Directions for this task> Starting with the line that contains "Looking at this frame, whereabouts is the plain" and going on through the end of the data, write out every line again, and move each bounding box by adding 25 to every one of its coordinates.

Material supplied start

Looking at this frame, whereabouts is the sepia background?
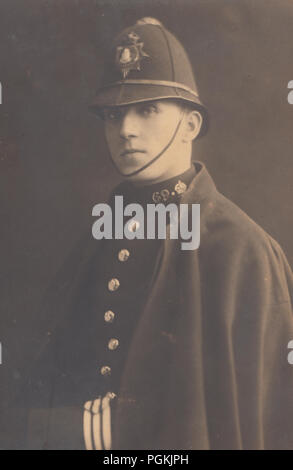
[0,0,293,422]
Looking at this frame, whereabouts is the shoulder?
[199,191,293,303]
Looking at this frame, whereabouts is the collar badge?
[116,32,149,79]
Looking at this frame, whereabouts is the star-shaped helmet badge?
[116,32,149,79]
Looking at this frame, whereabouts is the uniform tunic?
[2,162,293,449]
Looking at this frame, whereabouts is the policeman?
[84,18,208,448]
[4,18,293,450]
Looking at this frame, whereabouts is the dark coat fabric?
[2,162,293,450]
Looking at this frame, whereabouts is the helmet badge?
[116,32,149,79]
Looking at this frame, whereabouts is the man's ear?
[183,109,203,142]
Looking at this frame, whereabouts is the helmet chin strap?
[110,111,184,177]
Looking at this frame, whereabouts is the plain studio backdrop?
[0,0,293,422]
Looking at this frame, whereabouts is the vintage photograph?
[0,0,293,451]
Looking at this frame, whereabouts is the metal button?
[127,220,140,232]
[106,392,117,400]
[118,248,130,262]
[108,338,119,351]
[108,277,120,292]
[104,310,115,323]
[101,366,111,375]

Material supplied end

Result>
Looking at this frame, whereabouts is the plain studio backdrop?
[25,25,318,447]
Looking at this frame, whereabouts is the vintage photograph?
[25,25,318,476]
Looking at this frame, whereabouts is the metal button?
[152,245,165,257]
[131,417,142,425]
[143,273,155,287]
[133,363,144,376]
[133,302,145,317]
[129,335,140,348]
[126,391,136,400]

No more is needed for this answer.